What is required: Your answer should consist of every line from the records that holds the string "tuft".

[Excerpts from a dataset]
____
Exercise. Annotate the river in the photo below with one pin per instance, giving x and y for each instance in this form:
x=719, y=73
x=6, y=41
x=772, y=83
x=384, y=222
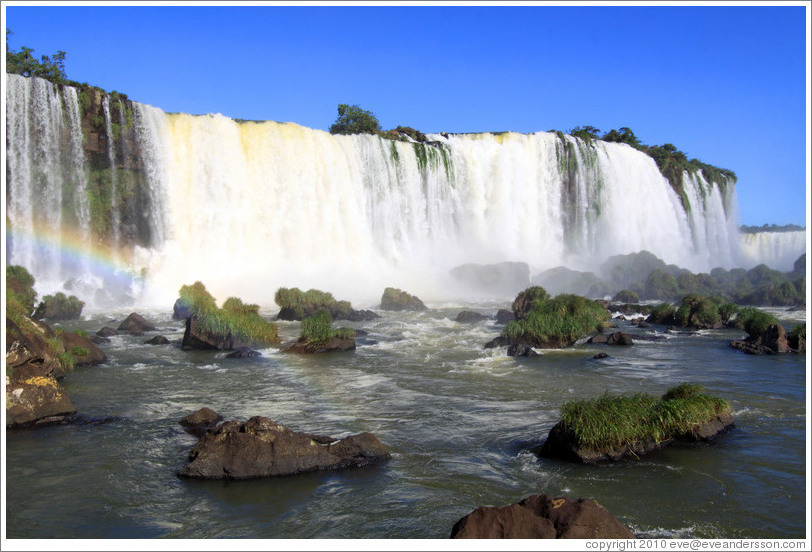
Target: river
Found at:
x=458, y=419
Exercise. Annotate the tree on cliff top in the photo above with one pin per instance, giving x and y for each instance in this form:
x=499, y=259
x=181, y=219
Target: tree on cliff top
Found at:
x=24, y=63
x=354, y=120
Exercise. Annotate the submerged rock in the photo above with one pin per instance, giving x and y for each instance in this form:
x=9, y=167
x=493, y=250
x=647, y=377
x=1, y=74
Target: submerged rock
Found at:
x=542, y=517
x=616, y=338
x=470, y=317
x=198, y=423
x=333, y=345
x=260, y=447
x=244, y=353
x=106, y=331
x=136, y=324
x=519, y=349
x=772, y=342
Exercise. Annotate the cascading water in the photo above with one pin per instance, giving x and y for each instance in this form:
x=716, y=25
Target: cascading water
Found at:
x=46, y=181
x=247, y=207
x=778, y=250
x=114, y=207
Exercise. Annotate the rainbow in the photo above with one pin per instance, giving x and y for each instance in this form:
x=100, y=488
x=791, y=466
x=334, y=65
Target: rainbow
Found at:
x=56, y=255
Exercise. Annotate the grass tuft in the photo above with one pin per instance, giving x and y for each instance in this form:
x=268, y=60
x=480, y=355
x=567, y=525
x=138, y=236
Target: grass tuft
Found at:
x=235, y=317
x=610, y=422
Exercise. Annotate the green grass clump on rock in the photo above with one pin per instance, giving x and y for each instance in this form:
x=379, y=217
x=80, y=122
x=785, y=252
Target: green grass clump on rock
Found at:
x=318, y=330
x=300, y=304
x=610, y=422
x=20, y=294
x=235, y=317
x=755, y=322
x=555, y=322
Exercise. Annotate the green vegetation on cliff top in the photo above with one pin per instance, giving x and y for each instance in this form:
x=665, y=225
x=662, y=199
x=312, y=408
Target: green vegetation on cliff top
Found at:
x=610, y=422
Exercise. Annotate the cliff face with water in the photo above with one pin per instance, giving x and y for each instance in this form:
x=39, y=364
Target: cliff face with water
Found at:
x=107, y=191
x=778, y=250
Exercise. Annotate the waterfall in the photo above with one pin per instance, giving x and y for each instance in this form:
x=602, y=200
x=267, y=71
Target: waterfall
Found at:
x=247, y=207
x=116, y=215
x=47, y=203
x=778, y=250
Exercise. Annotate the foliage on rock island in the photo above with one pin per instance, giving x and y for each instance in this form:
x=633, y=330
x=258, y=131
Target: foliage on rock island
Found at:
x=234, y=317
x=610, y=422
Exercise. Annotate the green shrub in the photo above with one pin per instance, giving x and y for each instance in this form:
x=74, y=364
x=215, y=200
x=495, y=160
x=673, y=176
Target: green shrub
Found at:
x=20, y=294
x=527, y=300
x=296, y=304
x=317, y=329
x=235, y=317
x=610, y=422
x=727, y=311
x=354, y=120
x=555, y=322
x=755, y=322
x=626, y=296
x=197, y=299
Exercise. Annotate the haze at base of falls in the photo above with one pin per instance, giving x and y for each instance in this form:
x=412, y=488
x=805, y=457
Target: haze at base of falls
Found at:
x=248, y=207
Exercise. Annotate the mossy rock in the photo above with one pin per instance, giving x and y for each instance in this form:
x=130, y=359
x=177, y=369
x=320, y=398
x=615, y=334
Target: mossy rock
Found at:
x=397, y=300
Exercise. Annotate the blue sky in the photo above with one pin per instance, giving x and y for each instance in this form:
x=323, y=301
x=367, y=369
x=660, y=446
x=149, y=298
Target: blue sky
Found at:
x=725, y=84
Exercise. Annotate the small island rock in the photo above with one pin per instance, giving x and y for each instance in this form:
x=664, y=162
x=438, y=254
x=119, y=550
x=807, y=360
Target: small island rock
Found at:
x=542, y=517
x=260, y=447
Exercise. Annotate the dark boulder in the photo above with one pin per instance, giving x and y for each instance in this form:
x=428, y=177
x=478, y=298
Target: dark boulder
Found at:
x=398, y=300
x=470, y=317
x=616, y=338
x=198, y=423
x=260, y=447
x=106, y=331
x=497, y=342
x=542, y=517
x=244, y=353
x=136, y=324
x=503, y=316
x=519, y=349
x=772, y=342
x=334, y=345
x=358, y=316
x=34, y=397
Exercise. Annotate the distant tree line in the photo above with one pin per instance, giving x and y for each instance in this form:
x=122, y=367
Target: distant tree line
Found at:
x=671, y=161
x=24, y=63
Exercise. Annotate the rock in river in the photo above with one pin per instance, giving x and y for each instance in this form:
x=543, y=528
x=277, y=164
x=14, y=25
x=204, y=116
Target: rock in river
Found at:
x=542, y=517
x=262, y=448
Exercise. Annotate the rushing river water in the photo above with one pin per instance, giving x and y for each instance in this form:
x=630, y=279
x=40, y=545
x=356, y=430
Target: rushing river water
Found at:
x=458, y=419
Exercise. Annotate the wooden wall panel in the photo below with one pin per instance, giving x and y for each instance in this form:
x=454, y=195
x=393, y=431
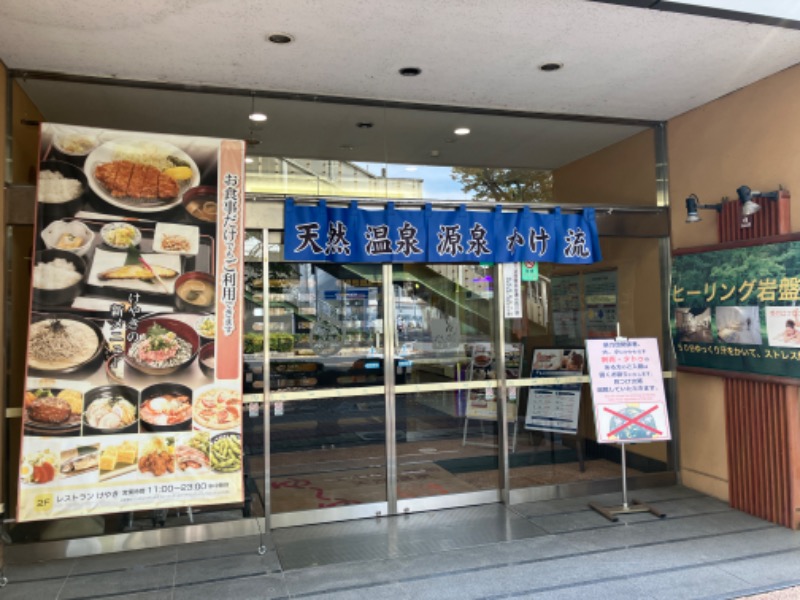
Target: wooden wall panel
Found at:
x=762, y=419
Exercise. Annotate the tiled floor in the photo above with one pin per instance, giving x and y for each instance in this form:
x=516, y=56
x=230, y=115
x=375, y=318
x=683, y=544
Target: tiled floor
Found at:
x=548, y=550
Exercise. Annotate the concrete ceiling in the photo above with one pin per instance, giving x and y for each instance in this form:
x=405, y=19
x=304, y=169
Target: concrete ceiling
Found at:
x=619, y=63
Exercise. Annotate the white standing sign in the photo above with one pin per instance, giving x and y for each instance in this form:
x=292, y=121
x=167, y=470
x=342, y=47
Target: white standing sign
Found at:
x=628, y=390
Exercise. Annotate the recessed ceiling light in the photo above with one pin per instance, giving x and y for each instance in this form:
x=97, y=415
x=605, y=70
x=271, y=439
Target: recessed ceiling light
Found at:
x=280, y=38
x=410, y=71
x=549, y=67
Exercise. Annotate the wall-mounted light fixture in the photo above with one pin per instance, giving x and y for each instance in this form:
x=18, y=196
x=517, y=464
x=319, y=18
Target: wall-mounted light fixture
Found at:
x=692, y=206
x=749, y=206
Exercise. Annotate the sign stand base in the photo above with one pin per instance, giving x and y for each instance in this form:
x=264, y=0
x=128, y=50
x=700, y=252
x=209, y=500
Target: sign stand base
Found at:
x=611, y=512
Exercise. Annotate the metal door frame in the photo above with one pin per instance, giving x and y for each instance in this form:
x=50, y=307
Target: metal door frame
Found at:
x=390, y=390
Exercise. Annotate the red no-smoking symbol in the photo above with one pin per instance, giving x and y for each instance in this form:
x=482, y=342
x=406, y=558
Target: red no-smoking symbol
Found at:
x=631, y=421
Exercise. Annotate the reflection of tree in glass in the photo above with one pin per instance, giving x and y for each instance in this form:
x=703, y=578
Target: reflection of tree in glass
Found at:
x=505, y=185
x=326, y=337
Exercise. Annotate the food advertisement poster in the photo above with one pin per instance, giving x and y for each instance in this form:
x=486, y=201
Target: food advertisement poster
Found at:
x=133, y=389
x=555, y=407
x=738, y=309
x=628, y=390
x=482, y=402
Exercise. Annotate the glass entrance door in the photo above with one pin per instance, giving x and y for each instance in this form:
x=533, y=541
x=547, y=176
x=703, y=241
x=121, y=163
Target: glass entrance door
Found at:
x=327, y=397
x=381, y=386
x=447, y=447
____
Your response:
Exercise. Annotate the grass tuft in the photo above with one pin per instance, giving x and y for each instance in this form:
Target: grass tuft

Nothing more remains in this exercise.